● **Exercise aim**: Establish how many lines in the records below include the word "person"; respond with that number only.

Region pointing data
####################
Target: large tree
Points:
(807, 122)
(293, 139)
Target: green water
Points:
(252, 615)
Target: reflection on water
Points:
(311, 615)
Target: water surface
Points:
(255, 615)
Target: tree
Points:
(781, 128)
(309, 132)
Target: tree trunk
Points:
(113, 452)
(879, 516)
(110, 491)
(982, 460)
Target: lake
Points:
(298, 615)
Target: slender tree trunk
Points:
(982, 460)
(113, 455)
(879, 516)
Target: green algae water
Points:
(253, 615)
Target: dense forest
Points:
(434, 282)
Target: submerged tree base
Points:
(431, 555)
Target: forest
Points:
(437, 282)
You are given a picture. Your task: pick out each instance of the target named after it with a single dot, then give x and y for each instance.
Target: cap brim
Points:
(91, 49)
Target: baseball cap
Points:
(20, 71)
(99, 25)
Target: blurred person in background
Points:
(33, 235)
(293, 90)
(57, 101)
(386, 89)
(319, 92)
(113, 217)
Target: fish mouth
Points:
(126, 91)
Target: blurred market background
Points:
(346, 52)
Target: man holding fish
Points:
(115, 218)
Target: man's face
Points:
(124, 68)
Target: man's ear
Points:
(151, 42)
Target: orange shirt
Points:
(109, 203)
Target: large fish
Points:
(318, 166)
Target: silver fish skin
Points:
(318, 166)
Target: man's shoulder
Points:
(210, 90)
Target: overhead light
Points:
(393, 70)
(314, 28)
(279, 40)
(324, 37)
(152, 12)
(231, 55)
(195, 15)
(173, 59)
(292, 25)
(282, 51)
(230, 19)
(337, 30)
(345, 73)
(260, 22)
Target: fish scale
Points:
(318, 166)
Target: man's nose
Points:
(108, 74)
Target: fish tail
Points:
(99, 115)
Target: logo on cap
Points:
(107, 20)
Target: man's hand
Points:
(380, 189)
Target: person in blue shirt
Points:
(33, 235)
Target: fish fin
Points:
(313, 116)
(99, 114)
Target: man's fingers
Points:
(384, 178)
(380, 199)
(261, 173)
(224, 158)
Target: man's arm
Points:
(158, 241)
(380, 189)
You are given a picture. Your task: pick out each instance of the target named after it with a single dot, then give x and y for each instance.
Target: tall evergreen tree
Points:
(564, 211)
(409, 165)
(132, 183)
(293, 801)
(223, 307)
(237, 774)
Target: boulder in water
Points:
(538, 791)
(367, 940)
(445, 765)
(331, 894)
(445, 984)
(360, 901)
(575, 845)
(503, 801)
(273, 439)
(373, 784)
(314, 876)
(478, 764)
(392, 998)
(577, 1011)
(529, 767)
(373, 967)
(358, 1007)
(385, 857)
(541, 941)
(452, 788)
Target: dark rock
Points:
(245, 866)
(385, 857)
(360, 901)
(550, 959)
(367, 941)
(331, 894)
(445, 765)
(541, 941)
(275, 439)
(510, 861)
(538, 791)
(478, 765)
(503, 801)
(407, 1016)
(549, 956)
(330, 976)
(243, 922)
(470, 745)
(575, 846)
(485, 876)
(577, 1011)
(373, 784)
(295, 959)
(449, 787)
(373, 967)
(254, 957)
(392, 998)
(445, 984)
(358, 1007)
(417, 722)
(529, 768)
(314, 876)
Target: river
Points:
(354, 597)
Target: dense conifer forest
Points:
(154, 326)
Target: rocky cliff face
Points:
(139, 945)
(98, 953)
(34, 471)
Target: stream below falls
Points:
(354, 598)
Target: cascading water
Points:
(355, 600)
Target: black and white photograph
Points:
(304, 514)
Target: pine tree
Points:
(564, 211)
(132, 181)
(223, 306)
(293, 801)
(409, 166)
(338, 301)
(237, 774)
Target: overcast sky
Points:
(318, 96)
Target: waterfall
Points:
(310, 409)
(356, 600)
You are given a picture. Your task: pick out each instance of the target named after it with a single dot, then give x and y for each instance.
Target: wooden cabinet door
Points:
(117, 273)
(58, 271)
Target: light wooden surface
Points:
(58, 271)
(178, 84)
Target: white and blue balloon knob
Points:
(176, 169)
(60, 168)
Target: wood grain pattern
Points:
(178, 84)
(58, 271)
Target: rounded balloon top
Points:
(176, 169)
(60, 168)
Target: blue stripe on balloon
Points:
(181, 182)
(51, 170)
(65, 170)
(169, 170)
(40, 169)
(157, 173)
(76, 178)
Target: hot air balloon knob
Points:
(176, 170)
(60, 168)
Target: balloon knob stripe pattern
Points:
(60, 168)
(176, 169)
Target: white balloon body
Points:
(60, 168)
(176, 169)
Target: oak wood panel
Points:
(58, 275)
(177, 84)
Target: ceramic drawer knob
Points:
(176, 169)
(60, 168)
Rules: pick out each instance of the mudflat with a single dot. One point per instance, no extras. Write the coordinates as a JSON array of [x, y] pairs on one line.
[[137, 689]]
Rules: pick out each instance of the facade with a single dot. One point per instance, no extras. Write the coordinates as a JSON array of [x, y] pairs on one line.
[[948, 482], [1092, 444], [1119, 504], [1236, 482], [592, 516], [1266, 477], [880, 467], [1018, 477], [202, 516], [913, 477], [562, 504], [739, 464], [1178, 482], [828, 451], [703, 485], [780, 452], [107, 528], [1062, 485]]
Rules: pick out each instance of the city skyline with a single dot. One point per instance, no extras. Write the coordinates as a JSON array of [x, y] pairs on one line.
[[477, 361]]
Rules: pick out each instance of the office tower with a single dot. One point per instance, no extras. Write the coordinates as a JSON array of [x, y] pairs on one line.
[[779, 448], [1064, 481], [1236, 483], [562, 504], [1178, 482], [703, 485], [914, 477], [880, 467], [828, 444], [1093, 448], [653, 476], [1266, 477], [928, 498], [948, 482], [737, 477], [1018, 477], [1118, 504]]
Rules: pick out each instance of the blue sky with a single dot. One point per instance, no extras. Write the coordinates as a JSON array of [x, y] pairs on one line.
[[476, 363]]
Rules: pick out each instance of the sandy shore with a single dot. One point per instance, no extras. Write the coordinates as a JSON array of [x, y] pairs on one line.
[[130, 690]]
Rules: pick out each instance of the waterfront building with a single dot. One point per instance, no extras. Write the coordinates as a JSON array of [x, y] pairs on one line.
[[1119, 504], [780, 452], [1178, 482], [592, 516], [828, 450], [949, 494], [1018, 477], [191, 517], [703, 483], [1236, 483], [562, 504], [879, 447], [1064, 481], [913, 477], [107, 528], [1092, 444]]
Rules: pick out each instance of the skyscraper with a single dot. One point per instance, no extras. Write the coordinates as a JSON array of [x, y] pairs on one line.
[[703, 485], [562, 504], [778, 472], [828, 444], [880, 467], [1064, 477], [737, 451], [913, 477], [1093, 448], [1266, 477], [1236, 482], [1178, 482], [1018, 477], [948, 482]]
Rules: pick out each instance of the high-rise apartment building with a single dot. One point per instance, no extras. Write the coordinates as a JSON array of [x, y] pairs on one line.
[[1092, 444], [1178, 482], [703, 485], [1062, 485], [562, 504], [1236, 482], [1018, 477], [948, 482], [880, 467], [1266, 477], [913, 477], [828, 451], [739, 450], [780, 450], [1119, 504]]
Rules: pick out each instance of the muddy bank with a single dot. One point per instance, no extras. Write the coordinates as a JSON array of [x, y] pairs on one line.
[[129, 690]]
####################
● **Written solution**: 2